--- Start of INPUT ---

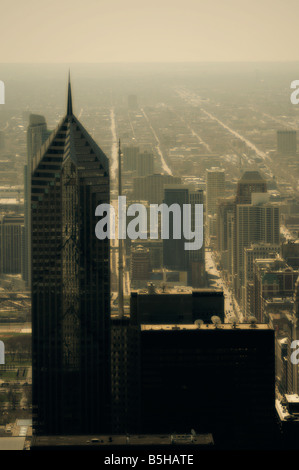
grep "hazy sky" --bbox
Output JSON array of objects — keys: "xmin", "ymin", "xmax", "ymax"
[{"xmin": 0, "ymin": 0, "xmax": 299, "ymax": 63}]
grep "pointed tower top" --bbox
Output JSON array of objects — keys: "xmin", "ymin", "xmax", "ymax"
[{"xmin": 67, "ymin": 71, "xmax": 73, "ymax": 116}]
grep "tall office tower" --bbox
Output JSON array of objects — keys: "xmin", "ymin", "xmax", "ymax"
[
  {"xmin": 163, "ymin": 185, "xmax": 189, "ymax": 271},
  {"xmin": 139, "ymin": 324, "xmax": 275, "ymax": 449},
  {"xmin": 233, "ymin": 201, "xmax": 280, "ymax": 300},
  {"xmin": 131, "ymin": 238, "xmax": 163, "ymax": 270},
  {"xmin": 277, "ymin": 130, "xmax": 297, "ymax": 155},
  {"xmin": 242, "ymin": 243, "xmax": 279, "ymax": 316},
  {"xmin": 123, "ymin": 145, "xmax": 139, "ymax": 171},
  {"xmin": 137, "ymin": 150, "xmax": 154, "ymax": 176},
  {"xmin": 31, "ymin": 77, "xmax": 110, "ymax": 434},
  {"xmin": 188, "ymin": 189, "xmax": 205, "ymax": 287},
  {"xmin": 216, "ymin": 197, "xmax": 235, "ymax": 271},
  {"xmin": 131, "ymin": 245, "xmax": 150, "ymax": 285},
  {"xmin": 253, "ymin": 258, "xmax": 299, "ymax": 322},
  {"xmin": 111, "ymin": 317, "xmax": 140, "ymax": 434},
  {"xmin": 132, "ymin": 173, "xmax": 181, "ymax": 204},
  {"xmin": 0, "ymin": 215, "xmax": 24, "ymax": 274},
  {"xmin": 280, "ymin": 239, "xmax": 299, "ymax": 269},
  {"xmin": 206, "ymin": 168, "xmax": 225, "ymax": 216},
  {"xmin": 23, "ymin": 114, "xmax": 51, "ymax": 285},
  {"xmin": 236, "ymin": 171, "xmax": 267, "ymax": 204}
]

--- End of INPUT ---

**YOUR INSTRUCTIONS:** Reproduce all of the items above, replacing each "Output" with "Return" and leaving everything else unchanged. Leave the pictures out of your answer.

**EXERCISE ANSWER:**
grep "hazy sky" --bbox
Return JSON array of objects — keys: "xmin", "ymin", "xmax", "ymax"
[{"xmin": 0, "ymin": 0, "xmax": 299, "ymax": 63}]
grep "pointed tower top" --bbox
Return JSON array of objects — keys: "xmin", "ymin", "xmax", "ymax"
[{"xmin": 67, "ymin": 71, "xmax": 73, "ymax": 116}]
grep "tall office tower" --bbox
Return JSON array of objects — keys: "xmin", "ymin", "xmax", "ymax"
[
  {"xmin": 163, "ymin": 185, "xmax": 189, "ymax": 271},
  {"xmin": 139, "ymin": 324, "xmax": 275, "ymax": 449},
  {"xmin": 233, "ymin": 201, "xmax": 280, "ymax": 300},
  {"xmin": 131, "ymin": 238, "xmax": 163, "ymax": 270},
  {"xmin": 277, "ymin": 130, "xmax": 297, "ymax": 155},
  {"xmin": 242, "ymin": 243, "xmax": 279, "ymax": 316},
  {"xmin": 123, "ymin": 145, "xmax": 139, "ymax": 171},
  {"xmin": 137, "ymin": 150, "xmax": 154, "ymax": 176},
  {"xmin": 31, "ymin": 77, "xmax": 110, "ymax": 434},
  {"xmin": 188, "ymin": 189, "xmax": 205, "ymax": 287},
  {"xmin": 216, "ymin": 197, "xmax": 235, "ymax": 271},
  {"xmin": 131, "ymin": 245, "xmax": 150, "ymax": 285},
  {"xmin": 253, "ymin": 258, "xmax": 299, "ymax": 322},
  {"xmin": 111, "ymin": 317, "xmax": 140, "ymax": 434},
  {"xmin": 132, "ymin": 173, "xmax": 181, "ymax": 204},
  {"xmin": 0, "ymin": 215, "xmax": 24, "ymax": 274},
  {"xmin": 280, "ymin": 239, "xmax": 299, "ymax": 269},
  {"xmin": 206, "ymin": 168, "xmax": 225, "ymax": 216},
  {"xmin": 23, "ymin": 114, "xmax": 51, "ymax": 285},
  {"xmin": 236, "ymin": 171, "xmax": 267, "ymax": 204}
]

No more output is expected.